Upon the filing of the complaint a temporary restraining order was issued with an order to show cause why an injunction pendente lite should not be issued. Additional affidavits pro and con were filed and after a hearing and consideration of the pleadings and affidavits the preliminary injunction was denied and the temporary restraining order dissolved.

The court made no findings in support of its order but did file two opinions. The substance of each of these opinions was that the facts shown were insufficient to warrant the interposition of a court of equity, the court citing in one opinion Watson v. Buck, 313 U.S. 387, 61 S.Ct. 962, 85 L.Ed. 1416, and in the other, Spielman Motor Co. v. Dodge, 295 U.S. 89, 55 S.Ct. 678, 79 L.Ed. 1322. The opinions made it clear that the court considered that this was merely an attempt to enjoin an ordinary criminal prosecution and that the facts did not disclose a sufficient likelihood of injury to property rights or a sufficient showing of want of adequate remedy at law to bring the case within the exception to the rule that equity will not ordinarily enjoin a criminal prosecution. Thereafter an answer was filed putting in issue most of the allegations of the complaint. The defendant then moved for judgment on the pleadings on two grounds: (1) the decision of the Alaska court in the case of Anderson v. Mullaney, supra, holding Chapter 66 valid; and (2) that injunction cannot be granted since courts of equity do not restrain threatened criminal prosecutions, the court having previously held in its order denying a temporary injunction that the allegations of the complaint were insufficient to warrant the interposition of a court of equity in this case.

__Recorded data__:
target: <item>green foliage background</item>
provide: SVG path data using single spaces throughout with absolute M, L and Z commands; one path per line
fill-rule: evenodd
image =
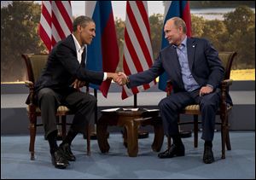
M 219 51 L 236 51 L 233 69 L 252 69 L 255 68 L 255 13 L 249 7 L 253 7 L 253 3 L 255 7 L 255 3 L 241 3 L 247 5 L 236 4 L 235 11 L 224 15 L 224 20 L 209 20 L 191 15 L 192 36 L 210 40 Z M 224 3 L 221 3 L 224 6 Z M 191 8 L 214 8 L 212 1 L 195 1 L 190 4 Z M 29 1 L 15 1 L 1 8 L 1 82 L 25 80 L 26 72 L 20 55 L 46 51 L 38 35 L 40 11 L 39 4 Z M 160 50 L 163 15 L 151 15 L 149 23 L 156 58 Z M 116 18 L 115 26 L 120 55 L 117 70 L 122 71 L 125 21 Z

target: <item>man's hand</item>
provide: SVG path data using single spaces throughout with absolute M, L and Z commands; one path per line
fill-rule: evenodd
M 118 73 L 118 78 L 115 82 L 119 85 L 125 85 L 128 82 L 128 78 L 125 73 L 124 73 L 123 72 L 119 72 Z
M 212 92 L 212 88 L 210 86 L 203 86 L 201 88 L 200 91 L 199 91 L 199 96 L 202 96 L 204 95 L 209 94 L 211 92 Z
M 111 79 L 111 80 L 113 79 L 115 82 L 117 78 L 118 78 L 117 73 L 107 73 L 107 79 Z

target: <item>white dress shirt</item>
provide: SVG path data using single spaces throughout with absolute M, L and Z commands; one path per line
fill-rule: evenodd
M 79 64 L 81 64 L 82 54 L 83 54 L 84 49 L 87 50 L 87 45 L 84 44 L 81 47 L 79 43 L 78 42 L 76 37 L 73 34 L 72 34 L 72 37 L 73 37 L 73 41 L 75 43 L 78 61 L 79 61 Z M 87 59 L 87 53 L 86 53 L 85 61 L 84 61 L 85 64 L 86 64 L 86 59 Z M 104 73 L 103 81 L 105 81 L 106 79 L 107 79 L 107 73 Z

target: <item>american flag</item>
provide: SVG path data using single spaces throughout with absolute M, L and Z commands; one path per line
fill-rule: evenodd
M 123 66 L 126 75 L 148 70 L 153 64 L 150 27 L 146 1 L 127 1 Z M 147 90 L 155 80 L 132 89 L 123 86 L 122 99 Z
M 39 36 L 50 51 L 60 40 L 73 32 L 70 1 L 42 1 Z

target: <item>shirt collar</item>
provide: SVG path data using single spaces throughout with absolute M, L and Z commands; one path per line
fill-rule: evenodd
M 185 36 L 185 38 L 183 40 L 183 42 L 180 44 L 180 46 L 186 47 L 187 44 L 187 36 Z
M 79 51 L 79 52 L 81 52 L 81 50 L 84 51 L 84 45 L 83 45 L 81 47 L 80 44 L 79 44 L 79 43 L 78 42 L 76 37 L 73 34 L 72 34 L 72 37 L 73 37 L 73 41 L 75 43 L 76 50 Z

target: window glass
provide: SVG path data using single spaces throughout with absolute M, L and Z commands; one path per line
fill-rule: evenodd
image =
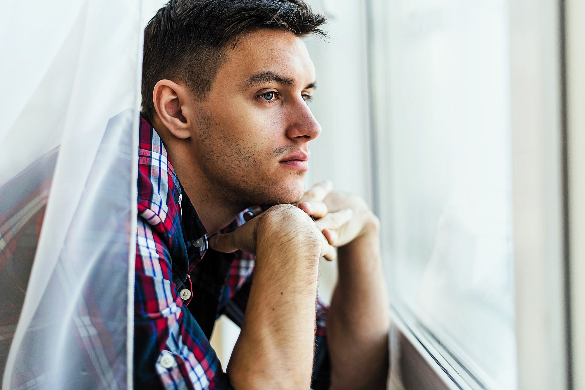
M 507 15 L 505 0 L 370 15 L 393 301 L 480 388 L 516 386 Z

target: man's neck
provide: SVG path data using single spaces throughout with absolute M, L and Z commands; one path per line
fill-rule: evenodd
M 225 227 L 245 208 L 229 202 L 225 196 L 217 196 L 217 189 L 202 172 L 187 141 L 174 139 L 158 118 L 153 122 L 167 150 L 168 161 L 207 230 L 208 236 Z

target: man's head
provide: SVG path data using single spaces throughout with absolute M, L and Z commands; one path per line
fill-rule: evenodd
M 324 34 L 324 22 L 302 0 L 171 0 L 159 10 L 144 33 L 143 113 L 164 126 L 173 164 L 188 154 L 193 175 L 240 206 L 298 201 L 307 143 L 321 132 L 301 38 Z

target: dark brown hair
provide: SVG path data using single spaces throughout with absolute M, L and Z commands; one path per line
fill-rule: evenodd
M 319 28 L 325 22 L 303 0 L 170 0 L 144 29 L 143 115 L 152 119 L 153 89 L 163 79 L 184 82 L 196 99 L 207 99 L 225 50 L 247 33 L 325 36 Z

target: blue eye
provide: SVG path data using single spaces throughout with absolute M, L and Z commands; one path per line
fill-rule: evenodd
M 273 100 L 274 98 L 276 97 L 276 92 L 273 91 L 266 92 L 260 95 L 260 96 L 261 96 L 264 100 L 270 101 Z

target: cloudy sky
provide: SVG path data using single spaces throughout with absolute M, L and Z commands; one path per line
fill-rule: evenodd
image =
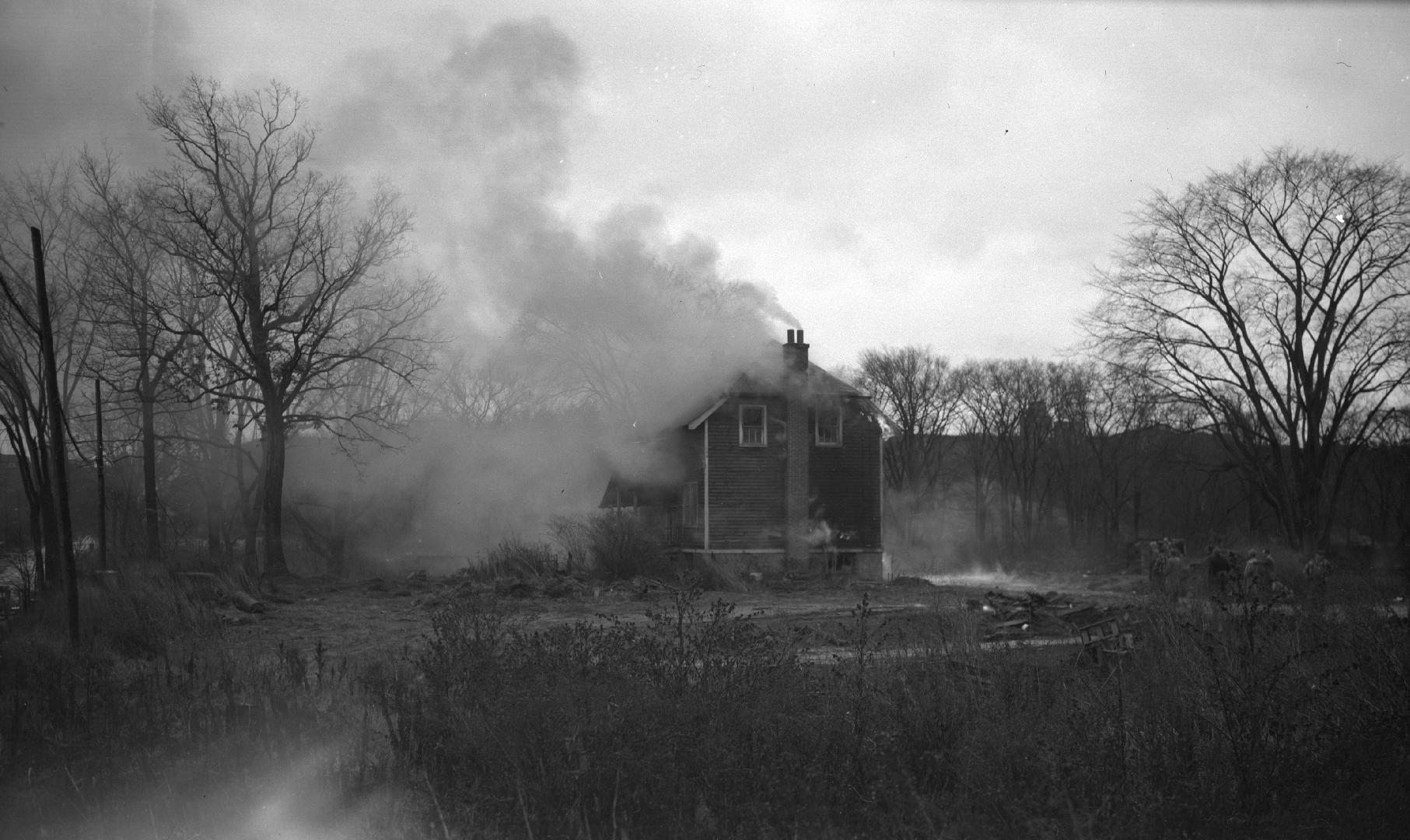
M 1407 4 L 0 0 L 0 172 L 154 165 L 137 94 L 192 72 L 306 94 L 486 334 L 515 266 L 462 231 L 508 190 L 536 220 L 496 235 L 630 227 L 829 365 L 1053 355 L 1152 190 L 1280 144 L 1410 165 Z

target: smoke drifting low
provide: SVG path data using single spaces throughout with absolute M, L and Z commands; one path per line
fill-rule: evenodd
M 443 38 L 351 56 L 320 147 L 403 189 L 417 255 L 447 288 L 450 352 L 515 385 L 494 423 L 422 426 L 374 471 L 384 488 L 424 482 L 419 551 L 462 554 L 589 510 L 612 471 L 668 471 L 636 443 L 776 359 L 792 319 L 768 289 L 721 276 L 719 249 L 673 234 L 661 207 L 623 202 L 588 230 L 556 209 L 584 69 L 553 24 Z

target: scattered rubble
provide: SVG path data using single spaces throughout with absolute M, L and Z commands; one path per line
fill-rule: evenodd
M 966 606 L 993 619 L 993 631 L 984 637 L 986 641 L 1056 636 L 1081 638 L 1083 630 L 1117 623 L 1127 610 L 1125 606 L 1076 603 L 1060 592 L 1011 595 L 994 589 L 986 592 L 983 600 L 967 599 Z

__What this exercise asks__:
a) In the court passage, which two cases did the court cite in its opinions?
b) Recast the paragraph of the court passage that opens "Upon the filing of the complaint" as a short list of steps, keeping its main facts.

__Solutions to the exercise__:
a) Watson v. Buck, 313 U.S. 387, and Spielman Motor Co. v. Dodge, 295 U.S. 89.

b)
- The complaint was filed, and a temporary restraining order was issued with an order to show cause why an injunction pendente lite should not be issued.
- Additional affidavits for and against were filed.
- After a hearing and consideration of the pleadings and affidavits, the preliminary injunction was denied.
- The temporary restraining order was dissolved.